> **REQUIRED WORK**
Give the data again, word for word.

> **MATERIAL TO PROCESS**

=-=-=-=-=

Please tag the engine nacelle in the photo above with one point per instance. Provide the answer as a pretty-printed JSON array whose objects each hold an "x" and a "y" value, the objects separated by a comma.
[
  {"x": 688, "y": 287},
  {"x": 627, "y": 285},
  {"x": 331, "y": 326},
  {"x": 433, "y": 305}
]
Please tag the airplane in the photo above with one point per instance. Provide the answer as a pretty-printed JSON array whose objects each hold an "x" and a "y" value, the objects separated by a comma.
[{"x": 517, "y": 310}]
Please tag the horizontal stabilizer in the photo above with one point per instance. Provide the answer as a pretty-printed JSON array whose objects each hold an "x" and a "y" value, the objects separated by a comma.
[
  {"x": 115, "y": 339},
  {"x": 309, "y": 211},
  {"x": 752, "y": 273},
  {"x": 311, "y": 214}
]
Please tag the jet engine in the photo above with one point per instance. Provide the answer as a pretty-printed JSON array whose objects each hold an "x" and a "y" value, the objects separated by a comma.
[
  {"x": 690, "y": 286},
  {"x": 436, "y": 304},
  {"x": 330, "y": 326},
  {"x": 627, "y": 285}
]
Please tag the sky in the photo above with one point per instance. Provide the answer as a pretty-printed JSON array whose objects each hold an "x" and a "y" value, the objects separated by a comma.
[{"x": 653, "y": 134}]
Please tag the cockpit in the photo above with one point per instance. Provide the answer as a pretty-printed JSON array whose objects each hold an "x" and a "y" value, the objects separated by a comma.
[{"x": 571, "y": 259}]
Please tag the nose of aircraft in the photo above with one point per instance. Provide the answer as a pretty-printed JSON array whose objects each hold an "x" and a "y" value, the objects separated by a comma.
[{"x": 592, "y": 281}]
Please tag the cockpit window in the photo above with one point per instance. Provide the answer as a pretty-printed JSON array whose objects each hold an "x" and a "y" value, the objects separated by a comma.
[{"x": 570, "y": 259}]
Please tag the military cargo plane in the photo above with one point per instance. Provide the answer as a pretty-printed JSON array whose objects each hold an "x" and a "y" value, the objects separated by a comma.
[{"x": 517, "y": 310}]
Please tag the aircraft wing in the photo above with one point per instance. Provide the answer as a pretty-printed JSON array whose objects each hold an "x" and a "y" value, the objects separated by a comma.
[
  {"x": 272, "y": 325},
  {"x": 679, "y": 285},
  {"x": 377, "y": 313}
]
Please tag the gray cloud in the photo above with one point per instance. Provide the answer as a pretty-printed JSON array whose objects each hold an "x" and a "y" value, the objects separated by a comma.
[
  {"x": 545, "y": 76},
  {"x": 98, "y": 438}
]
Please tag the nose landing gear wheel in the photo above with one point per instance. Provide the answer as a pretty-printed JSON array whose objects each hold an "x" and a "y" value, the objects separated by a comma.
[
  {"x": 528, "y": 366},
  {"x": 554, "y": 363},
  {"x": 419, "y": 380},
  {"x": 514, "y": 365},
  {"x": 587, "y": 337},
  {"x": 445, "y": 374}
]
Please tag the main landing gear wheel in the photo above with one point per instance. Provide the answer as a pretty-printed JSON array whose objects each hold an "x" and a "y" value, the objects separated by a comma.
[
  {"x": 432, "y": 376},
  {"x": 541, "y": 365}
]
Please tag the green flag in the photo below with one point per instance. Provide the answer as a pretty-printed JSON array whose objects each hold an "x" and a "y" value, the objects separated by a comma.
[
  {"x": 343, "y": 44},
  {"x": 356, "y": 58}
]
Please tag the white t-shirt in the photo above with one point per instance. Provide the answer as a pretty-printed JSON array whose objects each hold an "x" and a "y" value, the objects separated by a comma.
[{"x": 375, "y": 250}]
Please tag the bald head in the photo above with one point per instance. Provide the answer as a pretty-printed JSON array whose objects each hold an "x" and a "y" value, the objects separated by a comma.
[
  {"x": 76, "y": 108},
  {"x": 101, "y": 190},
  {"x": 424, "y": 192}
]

=-=-=-=-=

> **IN RESPONSE**
Please tag the engine nacelle in the photo above with one point per instance. Provide the answer as a pretty-printed JSON array whose objects each hold an "x" and a "y" value, the objects separated by a comma.
[
  {"x": 688, "y": 287},
  {"x": 627, "y": 285},
  {"x": 331, "y": 326},
  {"x": 433, "y": 305}
]
Please tag the airplane in the photo above with one point per instance. Provide the answer as a pretty-printed JSON array whose objects each hold an "x" and a "y" value, the objects separated by a comma.
[{"x": 517, "y": 310}]
Please tag the horizontal stabilizer in the photo above with one point per instance. Provide the answer as a pretty-printed JSON array whose objects each hold an "x" and a "y" value, the objects separated by a comma.
[
  {"x": 115, "y": 339},
  {"x": 309, "y": 211},
  {"x": 752, "y": 273},
  {"x": 311, "y": 214}
]
Please tag the jet engine in the photo above with one point per instance. Provide the answer as a pretty-printed JSON array whose objects each hold an "x" and a "y" value, the objects separated by a comma.
[
  {"x": 690, "y": 286},
  {"x": 436, "y": 304},
  {"x": 330, "y": 326},
  {"x": 627, "y": 285}
]
Please tag the sky in the photo above with one point per instance. Provide the answer as a pretty-printed JSON array whose objects each hold an "x" and a "y" value, the objects separated by a comma.
[{"x": 653, "y": 134}]
Please tag the cockpit in the photo above with one point per instance. Provide the answer as a pretty-printed JSON array whose objects each hold an "x" and a "y" value, the objects separated by a comma.
[{"x": 571, "y": 259}]
Please tag the nose of aircraft in the photo above with one point per instance. Provide the answer as a pretty-printed JSON array whose objects each hold an "x" and a "y" value, the objects separated by a comma.
[{"x": 592, "y": 281}]
Please tag the cockpit window in the photo above with one point per instance. Provide the answer as a pretty-printed JSON array whose objects each hold an "x" and a "y" value, the objects separated by a comma.
[{"x": 570, "y": 259}]
Please tag the military cargo plane in the photo above with one point per instance. Provide the answer as a pretty-printed JSON array whose objects each hold an "x" and a "y" value, the objects separated by a comma.
[{"x": 517, "y": 310}]
Please tag the aircraft wing in the photo above with one point per instance. Provide the answer as a pretty-printed JSON array whose objects each hold an "x" and a "y" value, the objects separated by a comma.
[
  {"x": 272, "y": 325},
  {"x": 679, "y": 285},
  {"x": 377, "y": 313}
]
Please tag the gray cloud in the photo above with one point per instance. Provide the answer as a pretty-printed JSON array whose objects each hold an "x" and a "y" value, the objects separated by a comma.
[
  {"x": 545, "y": 76},
  {"x": 98, "y": 438}
]
Please tag the nose landing gear wheel in the photo above with one point per instance. Provide the answer as a pretty-printed JSON array whose objects each hold an "x" and a "y" value, the objects separated by a comma.
[
  {"x": 528, "y": 366},
  {"x": 554, "y": 363},
  {"x": 419, "y": 380},
  {"x": 514, "y": 365},
  {"x": 587, "y": 337},
  {"x": 445, "y": 374}
]
Please tag the main landing gear wheel in the photo above with one point per instance. Provide the answer as a pretty-printed JSON array whose objects each hold an "x" and a "y" value, the objects separated by a comma.
[
  {"x": 432, "y": 376},
  {"x": 541, "y": 365}
]
Please tag the green flag in the photo below with one point per instance. Provide the answer as a pretty-printed JSON array whose objects each hold an "x" and a "y" value, the objects separated by a comma.
[
  {"x": 343, "y": 44},
  {"x": 356, "y": 58}
]
Please tag the white t-shirt in the photo above with one point per instance. Provide the answer as a pretty-printed JSON array whose objects each hold an "x" and a "y" value, the objects separated by a comma.
[{"x": 375, "y": 250}]
Please tag the bald head in the photo above with one point per instance. Provide the answer as a pretty-printed JSON array whose objects each hold an "x" and a "y" value, the objects separated by a comma.
[
  {"x": 76, "y": 108},
  {"x": 101, "y": 190},
  {"x": 424, "y": 192}
]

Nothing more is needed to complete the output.